# EXERCISE DETAILS:
Filtering the records below, copy only those lines that include the word "house".

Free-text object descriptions
########

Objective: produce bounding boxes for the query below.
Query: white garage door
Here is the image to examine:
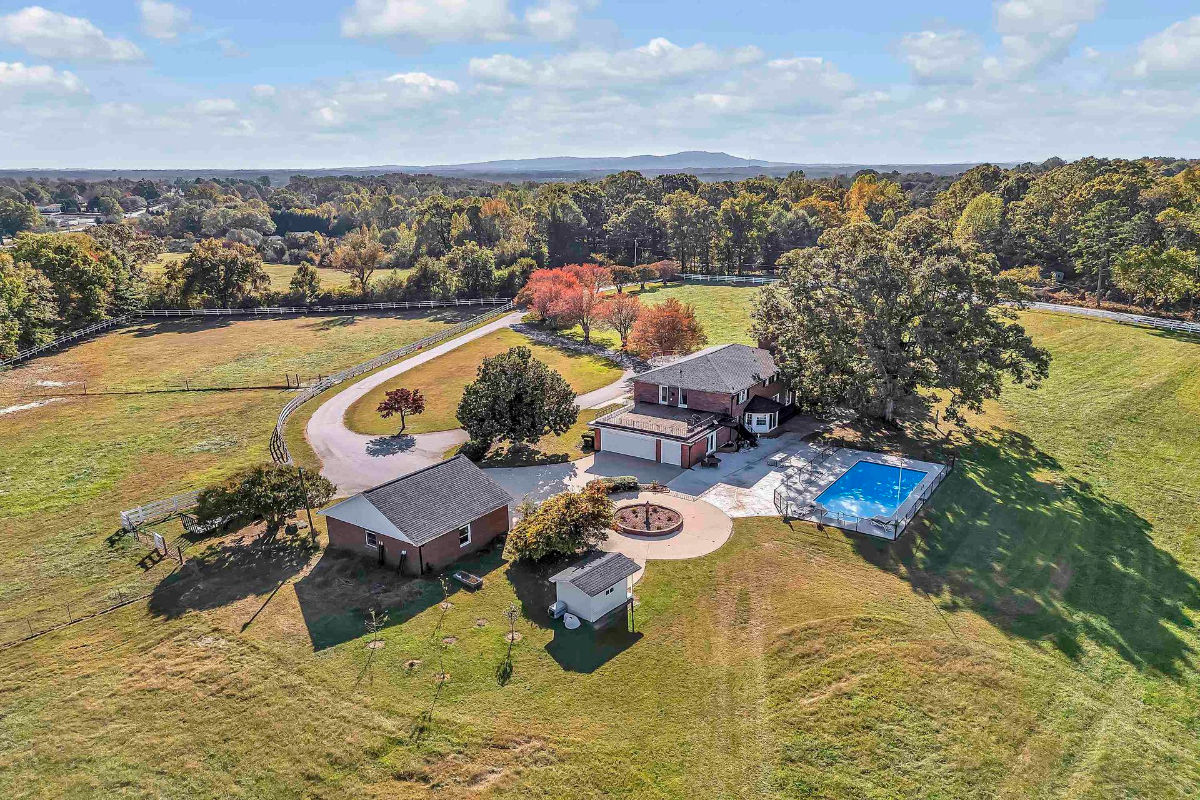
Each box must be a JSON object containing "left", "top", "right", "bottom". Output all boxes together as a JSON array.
[
  {"left": 602, "top": 429, "right": 658, "bottom": 460},
  {"left": 661, "top": 440, "right": 682, "bottom": 466}
]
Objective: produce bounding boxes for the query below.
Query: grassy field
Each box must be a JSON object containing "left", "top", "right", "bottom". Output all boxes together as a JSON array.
[
  {"left": 560, "top": 282, "right": 761, "bottom": 349},
  {"left": 2, "top": 297, "right": 1200, "bottom": 797},
  {"left": 147, "top": 252, "right": 412, "bottom": 293},
  {"left": 0, "top": 309, "right": 480, "bottom": 632},
  {"left": 344, "top": 328, "right": 623, "bottom": 437}
]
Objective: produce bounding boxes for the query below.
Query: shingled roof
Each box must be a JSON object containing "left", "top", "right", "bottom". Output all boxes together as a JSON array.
[
  {"left": 550, "top": 551, "right": 641, "bottom": 597},
  {"left": 636, "top": 344, "right": 777, "bottom": 394},
  {"left": 351, "top": 456, "right": 513, "bottom": 546}
]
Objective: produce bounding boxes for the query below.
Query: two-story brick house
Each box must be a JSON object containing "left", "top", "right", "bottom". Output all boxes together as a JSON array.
[{"left": 589, "top": 343, "right": 795, "bottom": 470}]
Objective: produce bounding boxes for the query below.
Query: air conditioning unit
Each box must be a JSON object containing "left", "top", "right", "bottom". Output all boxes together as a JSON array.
[{"left": 548, "top": 601, "right": 567, "bottom": 620}]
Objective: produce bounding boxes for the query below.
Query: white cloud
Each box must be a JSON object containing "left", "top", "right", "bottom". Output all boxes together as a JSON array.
[
  {"left": 341, "top": 0, "right": 515, "bottom": 42},
  {"left": 994, "top": 0, "right": 1105, "bottom": 36},
  {"left": 1133, "top": 16, "right": 1200, "bottom": 80},
  {"left": 470, "top": 37, "right": 763, "bottom": 88},
  {"left": 252, "top": 84, "right": 276, "bottom": 98},
  {"left": 276, "top": 71, "right": 460, "bottom": 130},
  {"left": 899, "top": 30, "right": 982, "bottom": 84},
  {"left": 192, "top": 98, "right": 239, "bottom": 115},
  {"left": 138, "top": 0, "right": 191, "bottom": 41},
  {"left": 0, "top": 61, "right": 87, "bottom": 98},
  {"left": 525, "top": 0, "right": 584, "bottom": 41},
  {"left": 984, "top": 0, "right": 1104, "bottom": 79},
  {"left": 0, "top": 6, "right": 143, "bottom": 61}
]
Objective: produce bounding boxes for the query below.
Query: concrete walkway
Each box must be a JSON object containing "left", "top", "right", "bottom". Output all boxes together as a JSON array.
[{"left": 600, "top": 491, "right": 733, "bottom": 582}]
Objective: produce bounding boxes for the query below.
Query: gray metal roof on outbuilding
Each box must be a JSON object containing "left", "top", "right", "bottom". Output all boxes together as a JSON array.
[
  {"left": 550, "top": 551, "right": 641, "bottom": 597},
  {"left": 635, "top": 344, "right": 777, "bottom": 393},
  {"left": 361, "top": 455, "right": 513, "bottom": 546}
]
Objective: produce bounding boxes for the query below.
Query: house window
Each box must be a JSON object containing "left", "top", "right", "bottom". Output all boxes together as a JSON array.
[
  {"left": 679, "top": 388, "right": 688, "bottom": 407},
  {"left": 773, "top": 393, "right": 780, "bottom": 404},
  {"left": 458, "top": 524, "right": 472, "bottom": 548},
  {"left": 756, "top": 414, "right": 770, "bottom": 428},
  {"left": 736, "top": 388, "right": 748, "bottom": 404},
  {"left": 604, "top": 586, "right": 615, "bottom": 596},
  {"left": 659, "top": 384, "right": 669, "bottom": 403},
  {"left": 365, "top": 531, "right": 379, "bottom": 547}
]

########

# WRITTEN ANSWER:
Query: two-story brick house
Query: house window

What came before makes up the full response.